++++ Excerpt provided

# New glow in the dark painting



## scourge999 (May 4, 2008)

I just finished this today. It's the Hatbox Ghost wearing a crown from The Haunted Mansion. This has always been one of my favorite pictures in the Haunted Mansion. It is 16" x 20" acrylic on stretched canvas. I am not to happy with it but it looks great in the dark. I will try it agian and take more time with it. Thanks for looking.


----------



## krough (Oct 7, 2004)

Very cool!


----------



## Mr_Chicken (Nov 26, 2008)

Looks just like it!
I love that you made it GID


----------



## dave the dead (Jan 31, 2007)

coool!


----------



## BackYardHaunter (Nov 16, 2009)

thats SICK! i could never do that. this would look so cool in my living room  lol

-BYH


----------



## RoxyBlue (Oct 6, 2008)

Stop being so GOOD at everything!!!!

I think it's gorgeous just the way it is.


----------



## Evil Queen (Mar 8, 2008)

:eeketon: And I thought your skulls were amazing!


----------



## SKAustin (Dec 12, 2009)

Sweet Painting! Excellent work.


----------



## steveshauntedyard (Nov 16, 2008)

Yes what everyone else said. That is fantastic work WOW.


----------



## scourge999 (May 4, 2008)

Thank you all for the nice comments. I really like stuff that glows in the dark. I am hoping I can do some more. I wish I started to do this sooner. It is a lot of fun. Again thanks.


----------



## DarkLore (Jan 25, 2009)

Looks great.


----------



## fick209 (Aug 31, 2009)

Oh wow, you are one talented individual! I think it's awesome!

Since you are not too happy with it, feel free to send it my way...I don't mind if it won't be here in time for Christmas


----------



## Lilly (Jun 13, 2006)

++++++++

Given problem a -> Count how many lines of the records contain the string "forehead", treating uppercase and lowercase as different, and give only the number.
The forum thread and the records are unrelated to each other.

++++ Source data

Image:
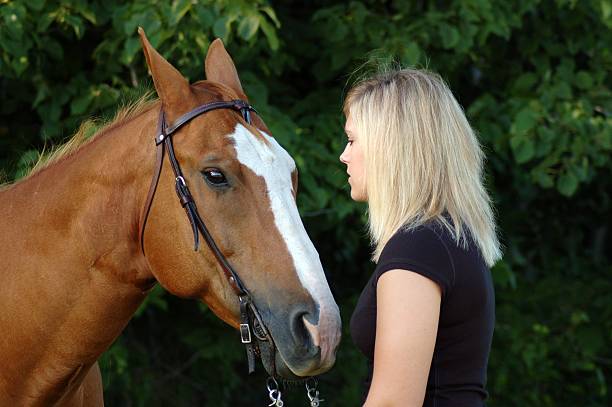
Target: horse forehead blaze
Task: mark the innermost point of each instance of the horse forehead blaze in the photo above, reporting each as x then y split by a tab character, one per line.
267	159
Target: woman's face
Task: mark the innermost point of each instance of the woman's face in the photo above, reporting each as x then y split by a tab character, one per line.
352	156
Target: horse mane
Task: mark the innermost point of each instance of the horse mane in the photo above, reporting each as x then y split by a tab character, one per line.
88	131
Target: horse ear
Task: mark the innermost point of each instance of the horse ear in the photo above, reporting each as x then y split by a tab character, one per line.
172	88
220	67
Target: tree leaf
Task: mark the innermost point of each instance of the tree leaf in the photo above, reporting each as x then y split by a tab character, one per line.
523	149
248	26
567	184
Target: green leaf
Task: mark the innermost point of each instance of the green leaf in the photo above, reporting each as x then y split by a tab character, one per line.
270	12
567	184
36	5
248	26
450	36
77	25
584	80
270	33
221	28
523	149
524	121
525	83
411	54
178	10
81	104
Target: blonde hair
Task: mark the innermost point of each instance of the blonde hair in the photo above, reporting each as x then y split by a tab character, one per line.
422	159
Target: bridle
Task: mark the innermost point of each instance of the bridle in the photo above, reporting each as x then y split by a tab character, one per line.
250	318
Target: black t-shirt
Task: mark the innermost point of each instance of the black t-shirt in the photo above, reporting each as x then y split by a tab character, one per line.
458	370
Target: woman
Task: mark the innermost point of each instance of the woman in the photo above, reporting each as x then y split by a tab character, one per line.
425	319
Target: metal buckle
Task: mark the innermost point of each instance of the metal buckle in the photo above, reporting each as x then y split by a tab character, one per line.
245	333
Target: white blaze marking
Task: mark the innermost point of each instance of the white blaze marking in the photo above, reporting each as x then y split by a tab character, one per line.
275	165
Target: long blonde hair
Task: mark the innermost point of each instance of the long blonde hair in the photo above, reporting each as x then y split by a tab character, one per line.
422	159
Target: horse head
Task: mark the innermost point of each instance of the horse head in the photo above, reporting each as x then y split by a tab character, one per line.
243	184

++++++++
++++ Source data

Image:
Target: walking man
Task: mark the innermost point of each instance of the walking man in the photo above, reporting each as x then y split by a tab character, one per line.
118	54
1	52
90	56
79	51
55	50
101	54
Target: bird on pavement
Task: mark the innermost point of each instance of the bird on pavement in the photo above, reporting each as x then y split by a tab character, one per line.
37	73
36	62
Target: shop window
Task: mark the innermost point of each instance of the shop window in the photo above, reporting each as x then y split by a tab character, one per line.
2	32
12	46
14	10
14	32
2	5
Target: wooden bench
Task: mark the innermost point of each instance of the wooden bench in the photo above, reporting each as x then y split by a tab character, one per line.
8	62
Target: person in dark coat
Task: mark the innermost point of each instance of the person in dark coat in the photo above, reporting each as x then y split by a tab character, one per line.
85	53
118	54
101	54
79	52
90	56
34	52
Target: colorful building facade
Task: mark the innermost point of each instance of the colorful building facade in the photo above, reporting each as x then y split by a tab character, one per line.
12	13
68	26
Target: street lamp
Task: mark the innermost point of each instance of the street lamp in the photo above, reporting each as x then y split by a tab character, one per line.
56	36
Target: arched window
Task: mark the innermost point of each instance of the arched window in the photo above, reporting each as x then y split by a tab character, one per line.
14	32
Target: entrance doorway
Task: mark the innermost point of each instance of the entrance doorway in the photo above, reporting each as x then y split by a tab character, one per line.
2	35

++++++++

Given problem b -> Continue the forum thread about the glow-in-the-dark Hatbox Ghost painting, starting right after its last line.

Result a -> 2

Result b ->
I think that looks great.. looks just like the green color on my gid t shirt 
what color is that paint do you have a reg pic to post..your pic has a brown hue overall ..


----------



## Sickie Ickie (Jun 20, 2006)

Sweeeeeeeeeeeeet!!!!!!!!!!!


----------



## Jaybo (Mar 2, 2009)

Great job, Scourge! Now, when you gonna teach me how to do that?


----------



## scourge999 (May 4, 2008)

Lilly said:


> I think that looks great.. looks just like the green color on my gid t shirt
> what color is that paint do you have a reg pic to post..your pic has a brown hue overall ..


The brown hue is from my camera and the crappy light in the shoppe. Here is a pic of it in hard day light. Like I said, I am not to happy with the paint job.








Jaybo, come on up to Seattle and we can paint and make skulls all day. And some swishing for good measure, hahaha!


----------



## Rahnefan (May 1, 2009)

How did you do that? That's really nice.


----------



## beelce (Jul 21, 2007)

Really nice Scourge....The only thing missing is the beer can that you use in your pics...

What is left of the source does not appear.